___ 検討用の本文

5. 映写
荒田正一(シネマトグラファー代表)
DB:近年変容するソフトに対応するかたちで、ハードである映写機はどう変わっているのでしょうか。又、現在のシアターの上映設備や観客空間は、どう変わっていくと思われますか。
荒田正一(以下AS):35ミリフィルムの場合、この5〜10年での明らかなハード面での変化は、やはり映画音声再生のデジタル化でしょう。ソフト面では、従来のアナログのサウンドトラックと別にデジタルのサウンドトラックや制御信号をプリントしたフィルムが、標準的に配給されています。現行のほとんどの上映プリントに3種類すべてか、少なくとも2種類のデジタル信号が入っているのはその移行のスピードの速かったこととあわせて驚きです。
ハード的には各々の信号の読み取り装置や、デジタルアナログ変換器、またDTS(デジタルシアターサウンド)の場合CD-ROMプレーヤーなど各々の方式にあわせた機材が必要になりますが、シネマコンプレックスに代表される映画館新設ブームやお客さんの要望の高まりなどから、こちらもなかなかのスピードで普及しています。ただし上映の現場でデジタルのソフトを再生することはあまりなく、映画祭等でのデジタルビデオカメラ素材の上映か、医学に代表される研究発表の場でのパソコンでのスライドショウ位です。
DB:デジタルビデオ作品などを上映する時、映画の画や音とはどう違いますか。
AS:フィルム自体でも、新旧の違い、メーカーによる違いによる画質の差がありますが、ハードの違いによる作品の画質、音質の違いよリは、作家の意図としての違いのほうが明らかに際立ってきますし、むしろそうなるように映写したいと思います。ビデオの黒が浮いてしまう(締まらない)、これはプロジェクターの問題だと思います。ビデオプロジェクターのコントラスト比は通常は200対1くらい、最新でも500対1くらいなので〔明るい部分と暗い部分の比、数が大きいほど「くっきり」映る〕、どうしてもフィルムのように明確なコントラストが出ません。これは現段階では結構決定的な違いかもしれません。ただ、お台場にできたというソニーのビデオシアターで、その辺の弱点がどう克服されているかは興味のあるところですが。

______
___ 掲載行一覧

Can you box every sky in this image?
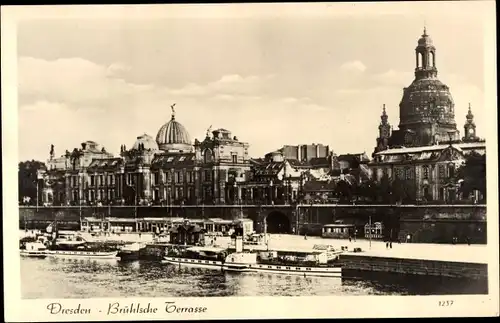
[17,3,492,160]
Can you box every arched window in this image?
[423,165,429,179]
[448,164,455,178]
[203,149,213,163]
[405,167,411,179]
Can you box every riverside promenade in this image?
[21,231,489,280]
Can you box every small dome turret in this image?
[132,134,158,151]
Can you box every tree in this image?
[358,179,378,202]
[456,153,486,198]
[335,180,353,202]
[390,177,406,203]
[377,174,392,203]
[18,160,46,205]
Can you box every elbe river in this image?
[21,258,488,299]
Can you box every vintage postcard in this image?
[1,1,499,322]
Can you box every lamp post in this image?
[368,215,372,249]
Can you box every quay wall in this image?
[340,254,488,279]
[19,204,487,244]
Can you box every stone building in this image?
[369,29,486,202]
[42,109,250,205]
[269,143,330,162]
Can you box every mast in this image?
[368,215,372,249]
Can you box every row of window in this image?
[71,188,117,202]
[375,165,455,180]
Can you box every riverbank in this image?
[20,232,488,279]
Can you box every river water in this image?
[21,258,487,299]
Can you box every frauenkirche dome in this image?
[399,29,458,145]
[156,104,193,151]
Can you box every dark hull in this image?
[117,251,144,260]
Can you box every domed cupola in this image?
[399,29,457,145]
[156,104,193,152]
[132,134,158,151]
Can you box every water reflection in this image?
[21,258,487,298]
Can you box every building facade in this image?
[42,107,250,205]
[369,29,486,202]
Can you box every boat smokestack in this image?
[235,236,243,252]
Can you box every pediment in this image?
[438,146,465,161]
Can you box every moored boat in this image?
[20,241,47,259]
[117,242,146,260]
[46,249,118,259]
[223,252,342,277]
[163,247,226,270]
[46,236,118,259]
[223,236,342,277]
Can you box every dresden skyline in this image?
[18,4,486,161]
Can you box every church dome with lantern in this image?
[156,104,193,152]
[132,134,158,151]
[399,29,459,145]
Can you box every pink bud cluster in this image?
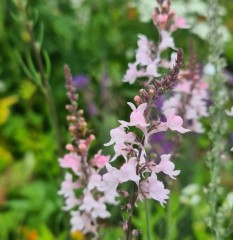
[99,87,189,205]
[123,1,189,84]
[226,106,233,152]
[98,47,189,235]
[162,54,209,133]
[59,66,116,234]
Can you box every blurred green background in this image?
[0,0,233,240]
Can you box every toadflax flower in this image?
[58,66,116,237]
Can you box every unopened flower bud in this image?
[149,89,155,97]
[66,105,72,111]
[78,109,84,115]
[66,143,75,152]
[78,143,87,152]
[162,2,169,13]
[193,74,200,81]
[134,95,141,104]
[132,229,140,237]
[168,10,176,19]
[89,134,95,142]
[126,203,132,210]
[69,125,76,132]
[123,222,128,232]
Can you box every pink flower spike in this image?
[147,173,170,206]
[87,173,102,191]
[152,154,180,179]
[164,108,190,133]
[119,158,140,185]
[226,106,233,116]
[104,126,136,146]
[175,17,190,29]
[98,163,119,194]
[123,63,139,84]
[59,153,81,174]
[91,151,110,169]
[58,173,80,197]
[119,102,149,129]
[70,211,85,232]
[158,30,175,52]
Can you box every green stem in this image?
[144,199,152,240]
[25,16,62,154]
[166,199,171,240]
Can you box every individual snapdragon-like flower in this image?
[119,102,148,129]
[90,151,110,169]
[58,67,113,235]
[59,153,81,174]
[141,173,170,206]
[104,126,136,146]
[153,154,180,179]
[164,108,190,133]
[226,107,233,116]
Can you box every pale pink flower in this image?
[70,211,86,232]
[91,201,110,219]
[90,151,110,169]
[79,192,110,218]
[162,93,181,111]
[119,102,148,129]
[152,154,180,179]
[110,143,133,162]
[164,108,190,133]
[58,173,80,197]
[118,158,140,184]
[62,193,80,211]
[174,81,192,93]
[87,173,102,191]
[226,106,233,116]
[141,173,170,206]
[146,59,161,77]
[104,126,136,146]
[158,30,175,51]
[136,34,152,66]
[123,63,139,84]
[59,153,81,174]
[170,17,190,32]
[98,163,119,194]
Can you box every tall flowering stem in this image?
[99,35,186,240]
[59,66,116,237]
[207,0,227,240]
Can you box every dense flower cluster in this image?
[99,57,189,205]
[59,66,116,234]
[123,1,189,84]
[162,58,209,133]
[226,106,233,152]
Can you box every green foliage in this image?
[0,0,233,240]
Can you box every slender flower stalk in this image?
[207,0,227,240]
[59,66,117,237]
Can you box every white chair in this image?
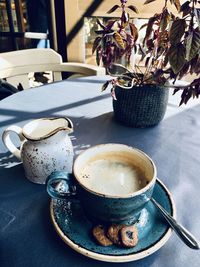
[0,48,105,89]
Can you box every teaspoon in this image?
[151,198,200,249]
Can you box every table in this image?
[0,77,200,267]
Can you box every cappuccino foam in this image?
[80,157,147,196]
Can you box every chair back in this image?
[0,48,105,89]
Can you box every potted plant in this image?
[93,0,200,127]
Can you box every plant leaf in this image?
[92,37,101,54]
[96,48,101,66]
[108,63,129,77]
[186,28,200,61]
[180,1,190,12]
[144,16,157,42]
[194,8,200,28]
[101,81,110,92]
[128,5,139,14]
[107,5,120,14]
[169,19,187,45]
[113,32,125,49]
[168,43,186,74]
[171,0,181,12]
[160,9,171,32]
[97,19,105,30]
[129,23,138,42]
[144,0,156,5]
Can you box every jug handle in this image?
[2,125,26,160]
[65,117,74,133]
[46,171,77,200]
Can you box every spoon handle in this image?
[151,198,200,249]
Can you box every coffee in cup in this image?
[47,144,157,223]
[80,152,148,197]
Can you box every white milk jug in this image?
[2,117,74,184]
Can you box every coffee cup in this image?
[47,144,157,223]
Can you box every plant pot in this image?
[113,85,169,127]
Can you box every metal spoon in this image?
[151,198,200,249]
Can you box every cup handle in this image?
[46,171,76,199]
[2,125,26,160]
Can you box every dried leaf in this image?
[96,48,101,66]
[169,19,187,45]
[121,11,129,27]
[171,0,181,12]
[97,19,105,30]
[128,5,139,14]
[113,32,125,49]
[129,23,138,42]
[92,37,101,54]
[108,63,129,77]
[139,23,148,30]
[194,8,200,28]
[160,9,171,31]
[168,43,186,74]
[186,28,200,61]
[101,81,110,92]
[144,0,156,5]
[144,16,157,42]
[180,1,190,12]
[107,5,120,14]
[106,20,116,30]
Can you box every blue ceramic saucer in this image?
[51,179,175,262]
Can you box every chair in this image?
[0,48,105,89]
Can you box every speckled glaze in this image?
[47,144,157,224]
[50,179,176,262]
[3,118,74,184]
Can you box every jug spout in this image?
[22,117,73,141]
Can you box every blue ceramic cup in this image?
[47,144,157,223]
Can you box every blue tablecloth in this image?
[0,77,200,267]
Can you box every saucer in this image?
[50,179,175,262]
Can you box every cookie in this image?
[92,224,113,246]
[107,224,124,245]
[120,225,138,248]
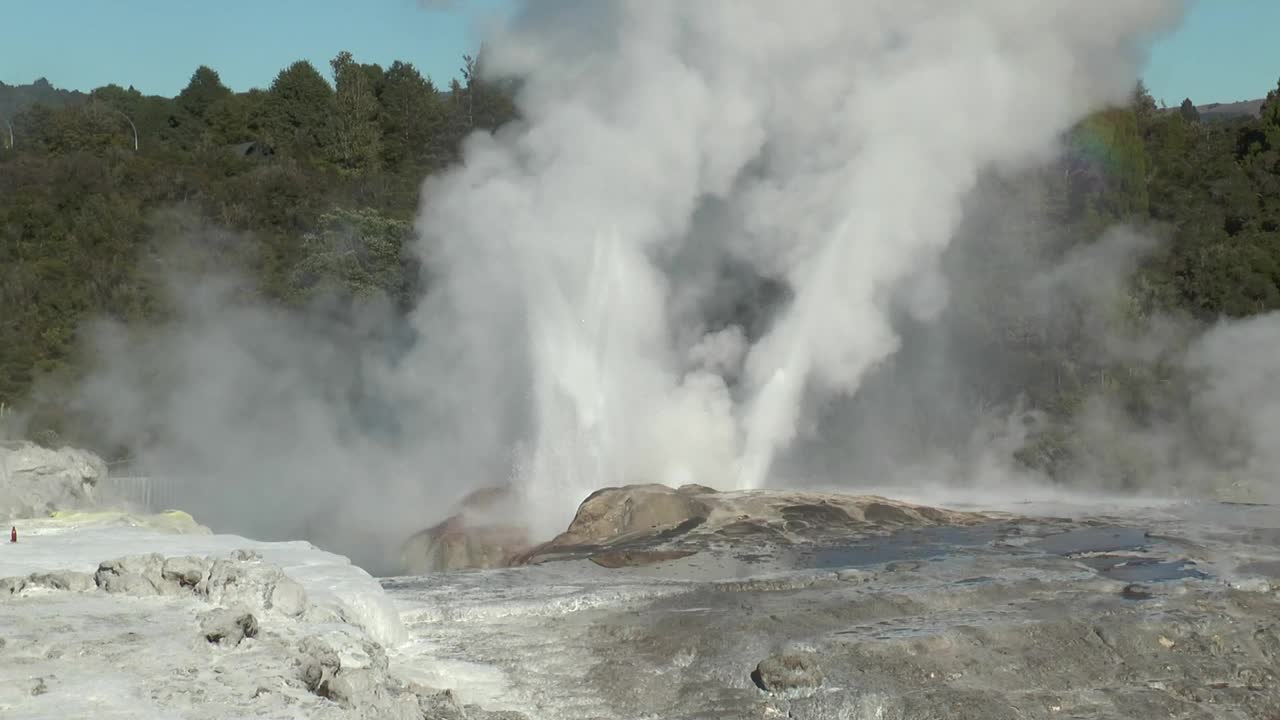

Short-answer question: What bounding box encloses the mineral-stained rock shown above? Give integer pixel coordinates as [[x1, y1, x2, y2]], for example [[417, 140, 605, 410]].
[[591, 550, 695, 569], [0, 443, 106, 518], [195, 560, 306, 616], [552, 484, 710, 547], [93, 553, 178, 596], [751, 653, 826, 694], [403, 484, 992, 574], [200, 607, 257, 647], [298, 629, 424, 720], [160, 555, 210, 588], [401, 487, 530, 575], [0, 578, 27, 597], [27, 570, 96, 592]]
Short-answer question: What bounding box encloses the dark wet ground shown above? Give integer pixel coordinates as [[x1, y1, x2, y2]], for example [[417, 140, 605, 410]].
[[799, 523, 1208, 584]]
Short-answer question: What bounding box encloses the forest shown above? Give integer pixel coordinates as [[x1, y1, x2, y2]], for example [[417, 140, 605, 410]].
[[0, 53, 1280, 481]]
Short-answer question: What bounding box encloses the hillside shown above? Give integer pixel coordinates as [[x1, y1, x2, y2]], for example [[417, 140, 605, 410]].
[[0, 63, 1280, 491]]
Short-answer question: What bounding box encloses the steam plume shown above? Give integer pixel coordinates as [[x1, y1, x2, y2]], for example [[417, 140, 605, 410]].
[[72, 0, 1181, 559]]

______

作業一覧:
(1) 映写についてのインタビューで、デジタル音声再生に対応するためハード面で必要になると述べられている機材をすべて挙げてください。
(2) 映写についてのインタビューから、「ハード的には各々の信号の読み」で始まり「かは興味のあるところですが。」で終わる部分を一字一句変えずに書き出すこと。
行の内容はここでは一切使わない。

各作業の解答:
(1)
・各々の信号の読み取り装置
・デジタルアナログ変換器
・CD-ROMプレーヤー(DTSの場合)

(2)
ハード的には各々の信号の読み取り装置や、デジタルアナログ変換器、またDTS(デジタルシアターサウンド)の場合CD-ROMプレーヤーなど各々の方式にあわせた機材が必要になりますが、シネマコンプレックスに代表される映画館新設ブームやお客さんの要望の高まりなどから、こちらもなかなかのスピードで普及しています。ただし上映の現場でデジタルのソフトを再生することはあまりなく、映画祭等でのデジタルビデオカメラ素材の上映か、医学に代表される研究発表の場でのパソコンでのスライドショウ位です。
DB:デジタルビデオ作品などを上映する時、映画の画や音とはどう違いますか。
AS:フィルム自体でも、新旧の違い、メーカーによる違いによる画質の差がありますが、ハードの違いによる作品の画質、音質の違いよリは、作家の意図としての違いのほうが明らかに際立ってきますし、むしろそうなるように映写したいと思います。ビデオの黒が浮いてしまう(締まらない)、これはプロジェクターの問題だと思います。ビデオプロジェクターのコントラスト比は通常は200対1くらい、最新でも500対1くらいなので〔明るい部分と暗い部分の比、数が大きいほど「くっきり」映る〕、どうしてもフィルムのように明確なコントラストが出ません。これは現段階では結構決定的な違いかもしれません。ただ、お台場にできたというソニーのビデオシアターで、その辺の弱点がどう克服されているかは興味のあるところですが。